* Excerpted passage *
'''

At Fortress of Bard, Salgado's glaciers: 54 shots investigate climate change


From April 24 to September 27, 2026, the exhibition "Glaciers," curated by Lélia Wanick Salgado, brings together 54 large-format photographs by Sebastião Salgado at the Fortress of Bard. The project addresses the fragility of perennial snows and the issue of climate change through art and scientific contributions.

Nearly a year after the passing of Sebastião Salgado (Aimorés, 1944 - Paris, 2025), the Fortress of Bard, in Bard, (Aosta Valley) is dedicating an exhibition to the Brazilian photographer focusing on one of the most recent and recognizable cores of his research: the representation of glaciers and perennial snows. The exhibition, titled Glaciers, will be on view from April 24 to September 27, 2026 in the spaces of the Aosta Valley fortress and is part of the program of initiatives that the institution has long dedicated to the themes of scientific popularization and climate change.

The exhibition project is curated by Lélia Wanick Salgado and produced in collaboration with Contrasto. The itinerary consists of 54 large-format photographs, which are accompanied by a video tribute dedicated to the author and an extensive biographical apparatus. The overall layout of the exhibition aims to return an articulated reading of Salgado’s photographic production, with particular attention to the final phase of his career, when his gaze focused on extreme ecosystems increasingly exposed to environmental transformations.

Sebastião Salgado occupies a central role in contemporary photography because of the breadth of his projects and his approach that interweaves documentary dimensions and humanistic vision. In the course of his work he has observed global social and economic transformations, while in recent years he has turned his attention to the great glacial masses of the planet, considered as sensitive indicators of Earth’s climatic conditions.

The images selected for Glaciers traverse different geographical areas, including the Antarctic Peninsula, Canada, Patagonia, the Himalayas, South Georgia and Russia. The photographic language remains faithful to high-contrast black and white, the author’s stylistic signature, which allows emphasizing ice structures and their morphological transformations. The result is a visual corpus that relates the monumental scale of landscapes to their progressive vulnerability.

Sebastião Salgado, Antarctic Peninsula (2005) © Sebastião Salgado
Sebastião Salgado, Antarctic Peninsula (2005) © Sebastião Salgado

The central theme of the exhibition concerns the reduction of glacial masses. Monitoring initiated since the 1960s reports a steady decrease, with the disappearance of many glaciers in different areas of the world. The phenomenon entails a loss that affects the cultural dimension of glacial landscapes, which have been present in the history of art and literature as elements of reference and inspiration. The role of glaciers is also crucial within global hydrological balances. Glacial masses contribute to the drinking water supply for about two billion people and support a major part of the world’s irrigated agriculture, estimated at two-thirds of the cultivated area. Their reduction therefore affects environmental, economic and social dynamics on a planetary scale.

'''

* Information supplied *
'''

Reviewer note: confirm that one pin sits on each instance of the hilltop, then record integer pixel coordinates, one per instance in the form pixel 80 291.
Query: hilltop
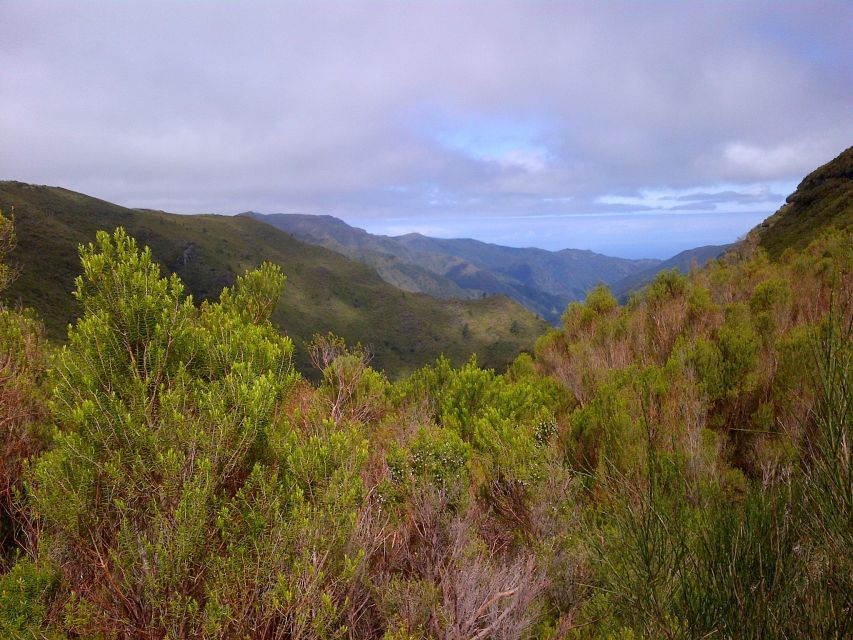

'''

* Task *
Transcribe the part of the article on the Salgado glacier exhibition starting at "The images selected" and ending at "their progressive vulnerability.". The listing is separate material and has no connection to the article on the Salgado glacier exhibition.

* Expected answer *
The images selected for Glaciers traverse different geographical areas, including the Antarctic Peninsula, Canada, Patagonia, the Himalayas, South Georgia and Russia. The photographic language remains faithful to high-contrast black and white, the author’s stylistic signature, which allows emphasizing ice structures and their morphological transformations. The result is a visual corpus that relates the monumental scale of landscapes to their progressive vulnerability.